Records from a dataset
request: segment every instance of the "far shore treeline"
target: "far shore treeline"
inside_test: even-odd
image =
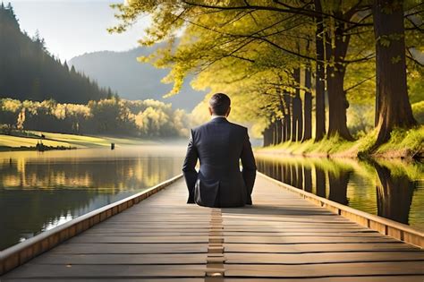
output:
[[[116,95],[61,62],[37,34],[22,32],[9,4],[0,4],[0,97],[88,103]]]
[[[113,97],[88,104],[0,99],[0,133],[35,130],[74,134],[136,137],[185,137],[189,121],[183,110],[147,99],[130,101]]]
--
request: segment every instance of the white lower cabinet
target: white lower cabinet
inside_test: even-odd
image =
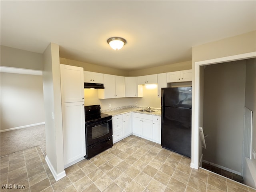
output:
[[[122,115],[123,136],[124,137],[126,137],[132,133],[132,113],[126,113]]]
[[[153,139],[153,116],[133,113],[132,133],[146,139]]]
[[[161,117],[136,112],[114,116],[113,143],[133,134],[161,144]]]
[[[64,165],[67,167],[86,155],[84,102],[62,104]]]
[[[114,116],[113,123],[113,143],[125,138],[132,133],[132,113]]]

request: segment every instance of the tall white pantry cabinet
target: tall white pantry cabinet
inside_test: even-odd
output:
==
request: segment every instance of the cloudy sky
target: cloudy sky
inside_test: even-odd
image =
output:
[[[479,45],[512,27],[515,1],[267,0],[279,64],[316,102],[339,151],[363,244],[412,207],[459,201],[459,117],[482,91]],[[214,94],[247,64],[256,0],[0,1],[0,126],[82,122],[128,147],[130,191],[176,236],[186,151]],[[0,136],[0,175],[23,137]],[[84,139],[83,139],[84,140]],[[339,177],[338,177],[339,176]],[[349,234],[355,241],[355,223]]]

▶ _WHAT YOU WILL DO_
Report each row above that contains the string "every", copying those rows word for word.

▶ _EXERCISE OUTPUT_
request: segment every instance of the "far shore treeline"
request: segment every instance of the white lower cabinet
request: segment every instance of the tall white pantry cabinet
request: segment every instance of the cloudy sky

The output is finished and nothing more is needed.